**The problem**
Swap "rough mask" for "coarse mask" in the records from the start through the line containing "positive clicks: (1670, 298)", leaving everything else unchanged. Give back only those lines.

[Saved entries]
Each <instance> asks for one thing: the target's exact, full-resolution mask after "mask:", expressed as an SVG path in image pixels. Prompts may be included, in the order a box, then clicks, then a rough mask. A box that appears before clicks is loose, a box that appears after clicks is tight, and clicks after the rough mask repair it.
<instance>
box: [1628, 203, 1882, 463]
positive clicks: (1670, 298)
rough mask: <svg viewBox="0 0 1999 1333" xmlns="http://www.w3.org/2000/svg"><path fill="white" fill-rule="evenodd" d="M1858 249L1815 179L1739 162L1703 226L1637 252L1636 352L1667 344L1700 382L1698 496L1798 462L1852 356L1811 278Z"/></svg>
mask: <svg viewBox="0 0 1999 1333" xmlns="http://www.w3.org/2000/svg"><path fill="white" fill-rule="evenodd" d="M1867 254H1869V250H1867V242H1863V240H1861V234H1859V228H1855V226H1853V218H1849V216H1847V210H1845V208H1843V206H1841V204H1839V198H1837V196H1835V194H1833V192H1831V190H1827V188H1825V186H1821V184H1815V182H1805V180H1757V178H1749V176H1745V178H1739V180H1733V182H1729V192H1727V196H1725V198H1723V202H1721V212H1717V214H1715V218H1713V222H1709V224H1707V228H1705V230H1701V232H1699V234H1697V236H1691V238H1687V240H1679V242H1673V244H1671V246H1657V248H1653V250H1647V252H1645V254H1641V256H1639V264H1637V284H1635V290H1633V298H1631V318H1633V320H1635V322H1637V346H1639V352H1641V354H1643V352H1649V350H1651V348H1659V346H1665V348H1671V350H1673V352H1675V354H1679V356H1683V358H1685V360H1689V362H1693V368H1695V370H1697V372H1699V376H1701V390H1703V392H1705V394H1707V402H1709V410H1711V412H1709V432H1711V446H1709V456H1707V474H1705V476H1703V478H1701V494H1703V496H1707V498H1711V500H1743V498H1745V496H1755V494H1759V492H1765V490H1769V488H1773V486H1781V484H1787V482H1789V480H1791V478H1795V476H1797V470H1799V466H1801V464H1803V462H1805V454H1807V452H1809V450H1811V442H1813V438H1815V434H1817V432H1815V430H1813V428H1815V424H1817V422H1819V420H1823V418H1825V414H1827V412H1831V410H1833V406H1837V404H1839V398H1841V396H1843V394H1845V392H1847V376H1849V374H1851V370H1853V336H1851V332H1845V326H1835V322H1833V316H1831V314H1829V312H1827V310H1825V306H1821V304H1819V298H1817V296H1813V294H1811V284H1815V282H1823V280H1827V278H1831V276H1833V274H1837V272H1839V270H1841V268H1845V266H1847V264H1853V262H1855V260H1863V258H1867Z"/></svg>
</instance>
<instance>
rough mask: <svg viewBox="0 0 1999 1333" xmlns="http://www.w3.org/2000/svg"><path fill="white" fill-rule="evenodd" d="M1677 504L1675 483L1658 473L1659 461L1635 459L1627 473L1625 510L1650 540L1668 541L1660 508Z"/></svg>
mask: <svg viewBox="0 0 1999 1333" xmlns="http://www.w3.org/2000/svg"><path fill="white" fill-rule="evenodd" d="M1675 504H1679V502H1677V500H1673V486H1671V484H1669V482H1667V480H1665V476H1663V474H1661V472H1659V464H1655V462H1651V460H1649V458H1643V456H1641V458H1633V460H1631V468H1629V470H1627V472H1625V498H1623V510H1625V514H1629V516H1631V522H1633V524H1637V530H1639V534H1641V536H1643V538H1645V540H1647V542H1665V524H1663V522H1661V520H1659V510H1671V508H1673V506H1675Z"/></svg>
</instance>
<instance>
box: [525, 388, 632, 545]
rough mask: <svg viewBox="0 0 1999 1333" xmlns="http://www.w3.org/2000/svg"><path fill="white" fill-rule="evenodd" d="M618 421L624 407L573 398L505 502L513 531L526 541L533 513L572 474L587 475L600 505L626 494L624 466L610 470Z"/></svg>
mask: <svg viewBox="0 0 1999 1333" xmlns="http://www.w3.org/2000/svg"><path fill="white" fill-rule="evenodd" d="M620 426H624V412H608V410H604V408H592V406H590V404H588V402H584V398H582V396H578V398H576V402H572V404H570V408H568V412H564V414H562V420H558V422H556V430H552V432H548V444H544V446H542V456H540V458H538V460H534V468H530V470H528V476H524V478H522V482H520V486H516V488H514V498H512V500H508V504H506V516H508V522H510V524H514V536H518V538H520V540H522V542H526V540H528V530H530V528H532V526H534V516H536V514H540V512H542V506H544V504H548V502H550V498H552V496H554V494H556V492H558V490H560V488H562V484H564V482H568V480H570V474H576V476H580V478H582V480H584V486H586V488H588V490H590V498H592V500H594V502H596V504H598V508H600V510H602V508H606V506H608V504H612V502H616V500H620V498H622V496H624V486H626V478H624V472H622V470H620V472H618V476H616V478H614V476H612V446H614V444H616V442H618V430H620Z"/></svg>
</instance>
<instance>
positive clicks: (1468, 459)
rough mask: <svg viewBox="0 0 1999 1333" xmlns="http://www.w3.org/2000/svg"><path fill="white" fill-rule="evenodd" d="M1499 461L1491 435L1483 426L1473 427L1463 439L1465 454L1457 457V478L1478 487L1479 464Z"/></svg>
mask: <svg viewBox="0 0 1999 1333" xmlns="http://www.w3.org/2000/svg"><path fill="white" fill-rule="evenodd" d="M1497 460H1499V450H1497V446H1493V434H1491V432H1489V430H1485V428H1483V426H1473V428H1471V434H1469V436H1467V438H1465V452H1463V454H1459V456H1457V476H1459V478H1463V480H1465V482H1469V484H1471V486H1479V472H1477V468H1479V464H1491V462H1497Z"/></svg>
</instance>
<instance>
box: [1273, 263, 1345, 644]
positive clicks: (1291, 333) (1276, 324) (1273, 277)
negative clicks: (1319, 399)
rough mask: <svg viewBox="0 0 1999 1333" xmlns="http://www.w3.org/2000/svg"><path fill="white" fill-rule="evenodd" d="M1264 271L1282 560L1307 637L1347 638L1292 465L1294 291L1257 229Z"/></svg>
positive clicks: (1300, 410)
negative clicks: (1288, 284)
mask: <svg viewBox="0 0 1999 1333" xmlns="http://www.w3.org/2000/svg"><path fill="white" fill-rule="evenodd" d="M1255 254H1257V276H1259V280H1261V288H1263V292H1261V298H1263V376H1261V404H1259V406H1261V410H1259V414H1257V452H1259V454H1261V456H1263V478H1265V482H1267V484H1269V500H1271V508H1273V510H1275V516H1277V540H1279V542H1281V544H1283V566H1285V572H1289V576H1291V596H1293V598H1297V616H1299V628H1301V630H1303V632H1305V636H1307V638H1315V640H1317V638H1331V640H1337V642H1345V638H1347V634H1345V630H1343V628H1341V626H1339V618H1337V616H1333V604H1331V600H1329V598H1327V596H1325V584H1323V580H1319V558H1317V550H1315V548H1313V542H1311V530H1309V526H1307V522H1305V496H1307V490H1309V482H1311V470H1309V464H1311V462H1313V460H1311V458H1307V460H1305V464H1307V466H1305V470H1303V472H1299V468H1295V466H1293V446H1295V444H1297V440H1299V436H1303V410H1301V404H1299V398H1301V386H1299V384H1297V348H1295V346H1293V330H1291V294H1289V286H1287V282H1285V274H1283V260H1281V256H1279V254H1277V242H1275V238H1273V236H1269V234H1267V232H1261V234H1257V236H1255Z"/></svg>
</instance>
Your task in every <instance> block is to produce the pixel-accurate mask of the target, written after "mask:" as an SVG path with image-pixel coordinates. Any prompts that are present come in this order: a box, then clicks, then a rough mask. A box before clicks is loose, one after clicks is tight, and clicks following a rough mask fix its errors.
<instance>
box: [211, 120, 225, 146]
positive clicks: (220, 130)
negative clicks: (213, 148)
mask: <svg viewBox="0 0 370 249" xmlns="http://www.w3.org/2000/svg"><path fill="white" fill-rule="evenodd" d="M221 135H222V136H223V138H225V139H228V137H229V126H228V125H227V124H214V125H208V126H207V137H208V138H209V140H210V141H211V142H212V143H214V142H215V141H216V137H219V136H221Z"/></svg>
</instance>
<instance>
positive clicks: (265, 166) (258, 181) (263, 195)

**Task solution**
Each <instance> asks for one thing: the target's exact, full-resolution mask after "mask:", expressed as an SVG path in image pixels. Prompts may be included, in the order a box, then clicks, then a coarse mask. A box that appears before clicks is loose, a box that appears after clicks is tight, and clicks after the coarse mask repair it.
<instance>
box: [1628, 203, 1882, 463]
positive clicks: (1670, 298)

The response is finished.